>> Start

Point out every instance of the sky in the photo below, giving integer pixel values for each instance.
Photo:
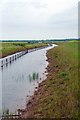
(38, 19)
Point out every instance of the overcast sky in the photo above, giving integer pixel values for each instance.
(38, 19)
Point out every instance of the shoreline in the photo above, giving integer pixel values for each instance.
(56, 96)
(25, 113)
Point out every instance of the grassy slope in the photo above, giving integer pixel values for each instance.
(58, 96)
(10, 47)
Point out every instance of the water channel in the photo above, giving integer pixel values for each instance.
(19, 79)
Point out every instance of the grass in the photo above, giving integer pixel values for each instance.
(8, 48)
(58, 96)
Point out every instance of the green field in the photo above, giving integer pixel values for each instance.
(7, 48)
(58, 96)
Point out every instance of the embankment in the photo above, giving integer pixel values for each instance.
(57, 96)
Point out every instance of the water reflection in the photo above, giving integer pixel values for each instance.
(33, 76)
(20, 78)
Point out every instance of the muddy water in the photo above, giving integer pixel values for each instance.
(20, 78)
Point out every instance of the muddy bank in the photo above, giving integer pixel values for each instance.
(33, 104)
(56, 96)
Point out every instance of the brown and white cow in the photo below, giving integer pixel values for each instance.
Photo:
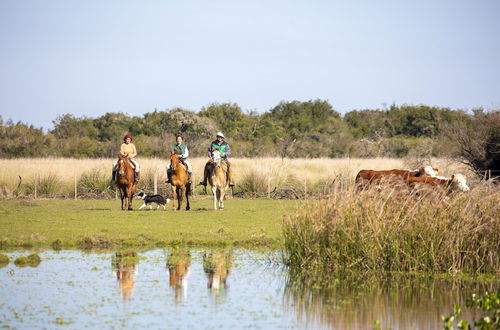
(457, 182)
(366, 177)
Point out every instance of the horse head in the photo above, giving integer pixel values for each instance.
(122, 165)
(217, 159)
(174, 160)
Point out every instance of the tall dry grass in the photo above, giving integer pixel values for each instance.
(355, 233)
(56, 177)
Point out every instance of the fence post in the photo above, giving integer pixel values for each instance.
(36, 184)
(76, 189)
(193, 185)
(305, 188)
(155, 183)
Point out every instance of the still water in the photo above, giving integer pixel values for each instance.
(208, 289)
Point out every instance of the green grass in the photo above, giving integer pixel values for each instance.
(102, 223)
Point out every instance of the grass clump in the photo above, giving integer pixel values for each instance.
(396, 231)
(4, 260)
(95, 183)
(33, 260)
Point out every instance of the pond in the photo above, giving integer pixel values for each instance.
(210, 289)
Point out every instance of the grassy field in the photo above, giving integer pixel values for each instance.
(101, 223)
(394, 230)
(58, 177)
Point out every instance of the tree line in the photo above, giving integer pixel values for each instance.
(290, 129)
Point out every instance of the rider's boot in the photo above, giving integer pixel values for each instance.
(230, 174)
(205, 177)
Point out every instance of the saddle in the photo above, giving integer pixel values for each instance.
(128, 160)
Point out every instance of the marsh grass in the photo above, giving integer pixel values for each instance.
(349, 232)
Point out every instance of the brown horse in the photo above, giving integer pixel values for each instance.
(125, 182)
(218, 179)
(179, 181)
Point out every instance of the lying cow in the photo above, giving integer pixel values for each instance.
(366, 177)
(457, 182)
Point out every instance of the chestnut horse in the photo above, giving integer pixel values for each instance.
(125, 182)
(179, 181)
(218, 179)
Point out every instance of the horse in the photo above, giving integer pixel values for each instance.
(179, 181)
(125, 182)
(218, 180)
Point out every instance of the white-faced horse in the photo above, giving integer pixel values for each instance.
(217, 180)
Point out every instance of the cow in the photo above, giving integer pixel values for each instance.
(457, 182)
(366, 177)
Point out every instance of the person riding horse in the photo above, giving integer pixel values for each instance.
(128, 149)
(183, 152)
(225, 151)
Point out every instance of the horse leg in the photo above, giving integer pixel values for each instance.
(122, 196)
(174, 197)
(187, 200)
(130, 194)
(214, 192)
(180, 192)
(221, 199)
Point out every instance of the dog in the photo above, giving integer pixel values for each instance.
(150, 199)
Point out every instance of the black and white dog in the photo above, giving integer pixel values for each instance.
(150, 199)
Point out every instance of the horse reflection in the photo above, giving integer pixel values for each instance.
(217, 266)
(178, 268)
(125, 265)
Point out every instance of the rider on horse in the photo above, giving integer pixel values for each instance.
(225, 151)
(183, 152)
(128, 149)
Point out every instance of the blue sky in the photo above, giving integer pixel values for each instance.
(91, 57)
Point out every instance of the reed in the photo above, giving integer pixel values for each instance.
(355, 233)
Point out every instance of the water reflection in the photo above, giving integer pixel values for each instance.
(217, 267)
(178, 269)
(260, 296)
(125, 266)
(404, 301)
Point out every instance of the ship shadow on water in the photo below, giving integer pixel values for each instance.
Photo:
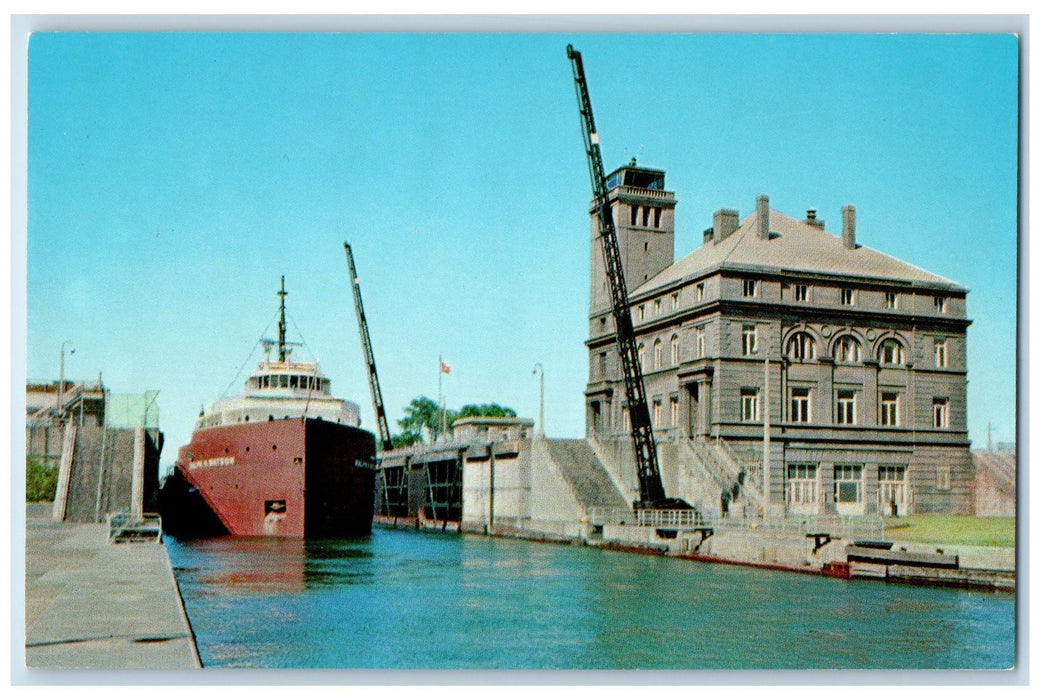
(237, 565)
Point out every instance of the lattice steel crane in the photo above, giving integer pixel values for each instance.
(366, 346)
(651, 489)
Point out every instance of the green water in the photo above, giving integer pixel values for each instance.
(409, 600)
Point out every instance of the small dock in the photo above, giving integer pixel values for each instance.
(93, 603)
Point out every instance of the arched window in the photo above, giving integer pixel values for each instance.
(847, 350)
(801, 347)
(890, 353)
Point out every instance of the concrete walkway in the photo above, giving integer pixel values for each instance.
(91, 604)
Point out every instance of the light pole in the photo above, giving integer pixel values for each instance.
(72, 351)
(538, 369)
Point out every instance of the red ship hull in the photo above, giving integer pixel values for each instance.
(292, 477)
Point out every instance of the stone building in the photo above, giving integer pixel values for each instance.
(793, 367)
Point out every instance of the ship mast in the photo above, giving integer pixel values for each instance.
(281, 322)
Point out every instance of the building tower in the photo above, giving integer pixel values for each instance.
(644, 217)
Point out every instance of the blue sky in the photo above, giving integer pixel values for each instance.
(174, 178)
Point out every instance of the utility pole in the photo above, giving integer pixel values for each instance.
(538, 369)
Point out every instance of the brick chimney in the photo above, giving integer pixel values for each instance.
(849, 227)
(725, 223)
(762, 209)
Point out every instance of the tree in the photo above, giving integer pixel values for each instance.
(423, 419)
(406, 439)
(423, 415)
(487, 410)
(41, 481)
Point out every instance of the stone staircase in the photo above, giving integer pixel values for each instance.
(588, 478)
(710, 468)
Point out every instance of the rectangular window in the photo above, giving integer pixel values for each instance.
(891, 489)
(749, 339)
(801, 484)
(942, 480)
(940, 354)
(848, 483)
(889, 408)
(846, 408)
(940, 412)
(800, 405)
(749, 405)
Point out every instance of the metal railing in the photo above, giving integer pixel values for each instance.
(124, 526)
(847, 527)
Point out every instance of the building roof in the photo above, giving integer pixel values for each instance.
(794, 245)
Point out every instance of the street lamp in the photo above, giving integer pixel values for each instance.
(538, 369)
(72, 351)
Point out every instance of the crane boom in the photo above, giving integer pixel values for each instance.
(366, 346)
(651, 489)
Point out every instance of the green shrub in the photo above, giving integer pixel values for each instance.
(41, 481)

>> End

In your copy of the listing above, reproduce each line exactly and omit all pictures.

Point out every instance of the sky in the photo below, giving integer pixel values for each instance.
Photo:
(38, 19)
Point out every instance of the overcast sky in the photo above, giving integer pixel values for each instance.
(38, 19)
Point out every instance of the shoreline in the photo above, giving integer pixel values for each instance.
(56, 96)
(25, 113)
Point out every instance of the grassy slope in the photo above, giving integer pixel values for each instance.
(58, 96)
(10, 47)
Point out every instance of the water channel in the photo above, giving integer pixel values for each instance.
(19, 79)
Point out every instance of the grass in the photo above, giving integer pixel values for each instance.
(8, 48)
(58, 96)
Point out every instance of the green field in the photo above, giving integer pixel values for each instance.
(7, 48)
(58, 96)
Point out every instance of the embankment in the photo above, giving integer pixel values for each instance.
(57, 96)
Point out every instance of the water reflection in the photo above, giving integer pixel values for each instance.
(33, 76)
(20, 78)
Point out every instance of the muddy water in the photo above, giving integer pixel values for each instance.
(20, 78)
Point out every instance of the muddy bank in the photo above, giving integer pixel values for each instance.
(33, 104)
(56, 96)
Point out every instance of the brown and white cow in the photo below, giving integer pixel values for each instance.
Photo:
(457, 182)
(366, 177)
Point out every instance of the horse head in the photo above, giving integer pixel values for each instance.
(122, 165)
(217, 159)
(174, 160)
Point out every instance of the tall dry grass in the photo above, giving integer pixel values for each instance.
(355, 233)
(56, 177)
Point out every instance of the fence post in the photo above, giving integer pixel values for each instance.
(36, 184)
(76, 189)
(193, 185)
(305, 188)
(155, 183)
Point out every instance of the still water in the photo above, giving integer pixel values for each instance.
(208, 289)
Point out every instance of the green grass in the photo above, giving integer pixel values for each instance.
(102, 223)
Point out every instance of the grass clump in the photo above, giving integer pixel values for each instance.
(396, 231)
(4, 260)
(95, 183)
(33, 260)
Point out every instance of the pond in the photo above, giving integer pixel values for each instance.
(210, 289)
Point out every instance of the grassy field in the photo above, giving integer pixel values for each instance.
(101, 223)
(394, 230)
(58, 177)
Point out every instance of the tree line in the photo above, giving integer pixel values for each instance.
(290, 129)
Point out every instance of the rider's boot in the photo above, giving integer pixel values for each instance.
(230, 174)
(205, 177)
Point out every instance of the saddle in the photo above, giving integer pixel values for each instance.
(128, 160)
Point out every instance of the marsh grass in the photo above, giving integer pixel values for each instance.
(349, 232)
Point out every instance of the brown horse in the photo above, giving integer pixel values for each instance.
(125, 182)
(218, 179)
(179, 181)
Point out every instance of the lying cow in the photo above, giving integer pixel values for each instance.
(366, 177)
(457, 182)
Point out every instance of the chestnut horse in the photo above, giving integer pixel values for each instance.
(125, 182)
(179, 181)
(218, 179)
Point out every instance of the horse in the photo above, giving integer pixel values for each instance.
(179, 181)
(125, 182)
(218, 180)
Point out every instance of the white-faced horse in the photo above, giving integer pixel values for each instance.
(217, 180)
Point out every instance of the cow in the photo above, giving integer pixel values for each instance.
(457, 182)
(366, 177)
Point out every instance of the person riding horse in the photo above, giving integer pixel values for each instance.
(128, 149)
(183, 152)
(225, 151)
Point out every instance of the horse leg in the photo above, giving integer pixel values for each instance.
(122, 196)
(174, 197)
(187, 200)
(130, 194)
(214, 192)
(180, 192)
(221, 199)
Point out every instance of the dog in the photo above, giving integer pixel values for each instance.
(150, 199)
Point out every instance of the black and white dog in the photo above, giving integer pixel values for each instance.
(150, 199)
Point out every instance of the horse reflection in the photo above, giving integer pixel values for each instance.
(217, 266)
(178, 268)
(125, 265)
Point out every instance of the rider on horse in the photo above, giving integer pixel values for each instance.
(225, 151)
(183, 152)
(128, 149)
Point out every instance of the blue sky in the photo above, giving integer pixel values for each instance.
(91, 57)
Point out every instance of the reed in the photo above, giving integer pixel values for each instance.
(355, 233)
Point out every instance of the water reflection in the photo above, giving integer pixel values for each instance.
(217, 267)
(178, 269)
(260, 296)
(125, 266)
(404, 301)
Point out every instance of the ship shadow on water in the photo below, giving integer pixel values for each instance.
Photo:
(237, 565)
Point out every instance of the lattice steel crane in the photo above, giving integer pixel values for each instance.
(366, 346)
(651, 489)
Point out every instance of the green water in the photo above, giving integer pixel values for each instance.
(409, 600)
Point out every instance of the small dock in the photo above, giving integer pixel values for each instance.
(93, 603)
Point out every instance of the arched window in the photo above, giving integer pixel values for each instance.
(847, 350)
(801, 347)
(890, 353)
Point out every instance of the concrete walkway in the photo above, giving integer pixel values for each instance.
(91, 604)
Point out every instance of the light pole in the photo above, giving integer pixel values for each instance.
(72, 351)
(538, 369)
Point out every instance of the red ship hull in the photo above, giving integer pixel values for each instance.
(292, 477)
Point out every instance of the stone building in the photo above, giving integer pixel values for each instance.
(793, 367)
Point out every instance of the ship mast in the photo above, giving integer pixel values for each instance.
(281, 322)
Point out every instance of the building tower in the photo above, giving integer pixel values for each instance.
(644, 217)
Point out every instance of the blue sky in the photo above, giving integer pixel values for each instance.
(174, 178)
Point out every instance of the utility pole in the photo above, giving integer pixel values for each instance.
(538, 369)
Point out every instance of the brick chimney in the photo above, giving integer pixel values for each instance.
(849, 227)
(725, 223)
(762, 209)
Point out every instance of the tree in the photo above, giving integer pixel values for each instance.
(423, 419)
(406, 439)
(423, 415)
(487, 410)
(41, 481)
Point out every instance of the stone staircase in the photo above, giving integer pixel values for each instance.
(588, 478)
(710, 468)
Point out every instance of the rectangular window in the photo above, giving integer pixel values for each instance.
(891, 489)
(749, 339)
(801, 484)
(942, 480)
(940, 354)
(848, 483)
(889, 408)
(846, 408)
(940, 412)
(800, 405)
(749, 405)
Point out every instance of the metal railing in the photo above, giving integer pixel values for each instance.
(124, 526)
(847, 527)
Point out every instance of the building roof in the photo above, giving integer pixel values for each instance.
(794, 245)
Point out every instance of the street lamp in the photo above, giving integer pixel values for each instance.
(538, 369)
(72, 351)
Point out every instance of the crane boom in the photo above, giving integer pixel values for each instance.
(366, 346)
(651, 489)
Point out every instance of the green shrub in the photo above, giving integer pixel values for each instance.
(41, 481)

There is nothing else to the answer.